* ОПИСАНИЕ ЗАДАНИЯ *
Допишите следующую часть текста о причте русского посольского храма в Лондоне, начав сразу после его последнего предложения.

* ИСХОДНЫЙ ТЕКСТ *
'''
Известно также, что в период правления двух последних российских императоров Св. Синод очень поощрительно относился к развитию церковного искусства, что во многом содействовало беспрецедентному взлету церковно-музыкального исполнительства и творчества. Именно в это время заграничные русские храмы начинают комплектоваться не только священнослужителями и псаломщиками, но также регентами и певчими[1182].
Обратимся к архиву русского посольского храма Успения Божией Матери в Лондоне, первое богослужение в котором состоялась в ноябре 1716 года[1183]. Поначалу службы в нем совершал один священник, которому в начале 1740-х годов были посланы на помощь два дьячка-псаломщика. Они не только читали и пели за богослужениями и занимались их подготовкой, но и убирали храм, выполняли другие обязанности, получая при этом крайне низкие оклады. Как пишет исследователь истории лондонской церкви М. Сарни, среди псаломщиков были весьма заслуженные люди, проработавшие в ней многие десятилетия: Леонтий Литкевич (служил 54 года, скончался в 1834 году), Николай Орлов (служил 46 лет, скончался в 1916 году). Псаломщик Орлов последние годы жизни профессорствовал в Лондонском университете (Кингс-колледж, русский язык и литература)[1184].
'''
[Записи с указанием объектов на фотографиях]
'''
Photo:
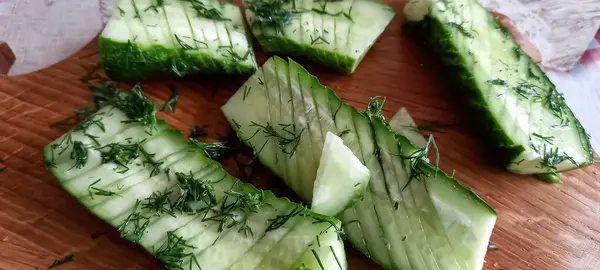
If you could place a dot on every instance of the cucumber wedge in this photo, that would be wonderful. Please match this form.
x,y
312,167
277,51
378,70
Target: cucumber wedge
x,y
164,193
336,34
341,178
149,39
403,123
412,215
525,116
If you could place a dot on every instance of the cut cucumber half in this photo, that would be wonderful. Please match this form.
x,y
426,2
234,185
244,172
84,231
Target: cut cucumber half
x,y
149,39
341,178
526,117
403,123
167,195
336,34
412,215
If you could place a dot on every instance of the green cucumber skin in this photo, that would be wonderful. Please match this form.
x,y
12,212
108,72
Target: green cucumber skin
x,y
439,39
130,61
177,137
366,237
279,44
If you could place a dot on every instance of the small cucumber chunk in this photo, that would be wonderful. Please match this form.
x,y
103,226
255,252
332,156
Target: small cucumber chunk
x,y
341,178
149,39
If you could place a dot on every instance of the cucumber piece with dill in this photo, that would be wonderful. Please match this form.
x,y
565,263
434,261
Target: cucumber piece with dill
x,y
336,34
411,216
341,178
526,117
146,39
164,193
403,123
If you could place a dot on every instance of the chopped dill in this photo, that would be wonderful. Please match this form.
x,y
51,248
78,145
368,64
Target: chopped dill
x,y
182,44
198,132
79,153
287,142
548,139
67,259
318,40
497,82
460,29
212,149
205,12
171,104
318,259
174,251
138,222
158,203
280,220
271,13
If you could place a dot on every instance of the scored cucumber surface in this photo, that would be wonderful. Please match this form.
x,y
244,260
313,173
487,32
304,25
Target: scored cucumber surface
x,y
148,39
164,193
341,178
412,216
520,108
337,34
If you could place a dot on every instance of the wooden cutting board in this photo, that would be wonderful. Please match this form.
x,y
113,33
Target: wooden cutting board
x,y
540,226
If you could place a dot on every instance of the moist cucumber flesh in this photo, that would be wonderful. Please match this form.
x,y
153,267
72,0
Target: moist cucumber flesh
x,y
528,119
404,124
146,39
215,231
341,178
399,224
455,215
337,34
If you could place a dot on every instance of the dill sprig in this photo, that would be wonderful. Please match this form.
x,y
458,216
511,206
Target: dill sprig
x,y
79,153
155,7
546,139
323,11
248,202
287,140
460,29
198,132
100,192
497,82
318,40
271,13
159,203
120,154
138,222
280,220
375,109
318,259
182,43
193,190
174,251
67,259
171,104
551,158
212,149
233,54
206,12
137,107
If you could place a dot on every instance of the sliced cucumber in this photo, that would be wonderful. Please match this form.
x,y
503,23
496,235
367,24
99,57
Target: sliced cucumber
x,y
337,34
165,194
403,123
412,216
341,178
146,39
520,108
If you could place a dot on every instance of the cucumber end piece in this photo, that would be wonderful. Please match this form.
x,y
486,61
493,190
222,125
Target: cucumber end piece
x,y
341,178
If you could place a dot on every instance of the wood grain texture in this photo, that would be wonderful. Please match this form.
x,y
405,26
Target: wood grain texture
x,y
540,226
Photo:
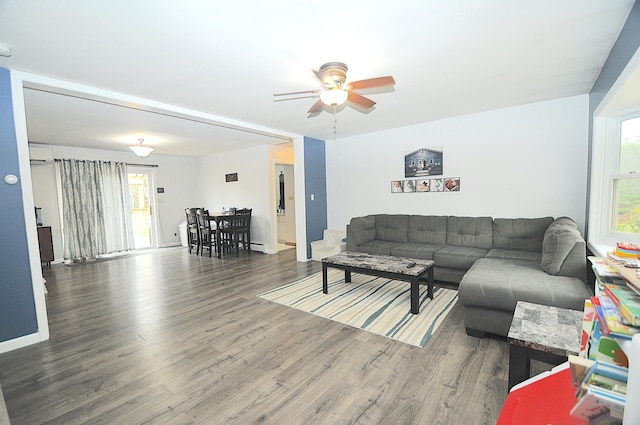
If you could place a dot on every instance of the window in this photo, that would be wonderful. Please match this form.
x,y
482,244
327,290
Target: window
'''
* РЕЗУЛЬТАТ ВЫПОЛНЕНИЯ *
Должность дьякона появилась в штатном расписании этого храма лишь в 1867 году после сооружения и освящения нового здания. Построенное в «византийском» стиле, оно было небольшим по размерам. Настоятель о. Евгений Смирнов сообщал в 1916 году в российское посольство, что в мирное время на пасхальное богослужение в храм приходили до 120–130 богомольцев, причем «и в церкви и в ведущем к ней очень узком коридоре образовывалась давка, и от духоты со многими богомольцами становилось дурно»[1185].
Храм был предназначен для духовного окормления служащих посольства, сотрудников правительственных и торговых агентств, а также временно проживавших в Англии русских, среди которых были весьма высокопоставленные персоны. Приведем одно из писем, полученных настоятелем Смирновым в июне 1913 года:
В четверг на этой неделе прибывает в Лондон великая княгиня Елисавета Феодоровна. В удовлетворение желания Ея Императорского Высочества, никакой официальной встречи со стороны посольства сделано не будет, но Ея Высочеству благоугодно иметь список богослужений, которые имеют быть совершены в Посольской церкви во время пребывания Ея здесь.
Доводя о вышеизложенном до сведения Вашего Высокопреподобия, позволю себе утруждать Вас покорнейшею просьбою благоволить доставить желаемый список для представления Ея Императорскому Высочеству.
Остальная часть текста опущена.